Turn the data into a Markdown table with two columns, Number and Entry. Put one row per line, starting with the line that contains "of the text" and going on through the last line of the data, and skip any blank lines.
─── RECORD LIST ───
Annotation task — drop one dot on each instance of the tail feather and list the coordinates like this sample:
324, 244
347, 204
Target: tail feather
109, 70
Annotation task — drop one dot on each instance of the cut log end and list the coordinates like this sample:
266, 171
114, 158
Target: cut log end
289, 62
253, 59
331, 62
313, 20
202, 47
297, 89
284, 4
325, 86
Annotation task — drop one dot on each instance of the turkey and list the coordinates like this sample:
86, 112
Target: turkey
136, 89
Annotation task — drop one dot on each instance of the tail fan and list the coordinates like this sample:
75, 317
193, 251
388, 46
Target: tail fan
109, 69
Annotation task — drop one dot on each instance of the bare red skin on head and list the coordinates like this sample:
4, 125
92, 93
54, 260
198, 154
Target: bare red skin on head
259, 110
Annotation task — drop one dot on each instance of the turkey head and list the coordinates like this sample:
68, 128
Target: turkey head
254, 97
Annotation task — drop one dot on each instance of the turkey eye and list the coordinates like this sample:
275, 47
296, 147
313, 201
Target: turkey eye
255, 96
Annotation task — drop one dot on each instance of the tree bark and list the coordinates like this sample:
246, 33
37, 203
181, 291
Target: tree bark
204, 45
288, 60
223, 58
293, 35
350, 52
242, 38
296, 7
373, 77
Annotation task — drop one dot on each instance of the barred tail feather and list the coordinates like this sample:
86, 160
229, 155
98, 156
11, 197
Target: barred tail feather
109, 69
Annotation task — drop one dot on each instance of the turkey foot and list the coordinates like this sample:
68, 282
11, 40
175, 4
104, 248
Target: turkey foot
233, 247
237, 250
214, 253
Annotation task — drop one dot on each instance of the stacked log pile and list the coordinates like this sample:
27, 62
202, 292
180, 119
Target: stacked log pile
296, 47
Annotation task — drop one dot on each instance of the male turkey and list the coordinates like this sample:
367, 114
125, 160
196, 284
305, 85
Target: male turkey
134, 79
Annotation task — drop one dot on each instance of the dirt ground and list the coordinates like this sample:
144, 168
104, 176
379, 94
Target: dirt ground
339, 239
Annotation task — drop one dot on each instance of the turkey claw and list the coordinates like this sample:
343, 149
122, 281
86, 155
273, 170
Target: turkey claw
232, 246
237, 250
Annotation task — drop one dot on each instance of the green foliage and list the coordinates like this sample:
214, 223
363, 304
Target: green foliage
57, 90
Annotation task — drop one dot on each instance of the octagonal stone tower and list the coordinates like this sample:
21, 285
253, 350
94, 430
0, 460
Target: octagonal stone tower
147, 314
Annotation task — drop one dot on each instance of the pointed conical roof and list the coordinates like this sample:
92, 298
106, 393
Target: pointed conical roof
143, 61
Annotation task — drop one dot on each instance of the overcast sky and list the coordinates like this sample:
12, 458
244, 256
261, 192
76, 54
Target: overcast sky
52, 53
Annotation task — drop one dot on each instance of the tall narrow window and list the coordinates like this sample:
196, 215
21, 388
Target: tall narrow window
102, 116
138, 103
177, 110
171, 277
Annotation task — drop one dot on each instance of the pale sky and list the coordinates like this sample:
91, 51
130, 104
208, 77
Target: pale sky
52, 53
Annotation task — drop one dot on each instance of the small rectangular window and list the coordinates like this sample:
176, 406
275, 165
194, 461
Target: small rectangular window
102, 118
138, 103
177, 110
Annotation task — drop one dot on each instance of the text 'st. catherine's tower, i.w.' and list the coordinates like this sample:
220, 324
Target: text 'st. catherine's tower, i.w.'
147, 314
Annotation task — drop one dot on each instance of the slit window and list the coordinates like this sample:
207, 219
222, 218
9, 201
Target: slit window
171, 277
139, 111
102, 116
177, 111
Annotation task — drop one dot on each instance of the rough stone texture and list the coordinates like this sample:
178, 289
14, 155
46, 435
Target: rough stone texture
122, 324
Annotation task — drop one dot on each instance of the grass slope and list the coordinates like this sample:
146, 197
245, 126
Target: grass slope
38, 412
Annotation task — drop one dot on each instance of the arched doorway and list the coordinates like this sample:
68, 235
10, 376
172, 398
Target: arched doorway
───
**RESPONSE FOR THIS EXERCISE:**
| Number | Entry |
|---|---|
| 1 | Annotation task — drop one dot on each instance of the text 'st. catherine's tower, i.w.' and list the coordinates like this sample: |
| 2 | 220, 324 |
| 3 | Target: text 'st. catherine's tower, i.w.' |
| 4 | 147, 314 |
| 5 | Annotation task — drop one dot on each instance of the slit window and list the coordinates like this sample: |
| 6 | 207, 219 |
| 7 | 222, 218 |
| 8 | 9, 201 |
| 9 | Target: slit window |
| 10 | 171, 277 |
| 11 | 139, 111 |
| 12 | 102, 116 |
| 13 | 177, 111 |
| 14 | Annotation task — drop one dot on each instance of the rough stone texture and list the coordinates like this sample: |
| 15 | 178, 289 |
| 16 | 14, 155 |
| 17 | 46, 435 |
| 18 | Target: rough stone texture |
| 19 | 122, 324 |
| 20 | Annotation task — drop one dot on each instance of the grass slope and list the coordinates like this sample: |
| 21 | 146, 197 |
| 22 | 245, 126 |
| 23 | Target: grass slope |
| 24 | 38, 412 |
| 25 | Annotation task — drop one dot on each instance of the arched doorway and list the coordinates like this sample: |
| 26 | 68, 235 |
| 27 | 10, 376 |
| 28 | 172, 398 |
| 29 | Target: arched doorway |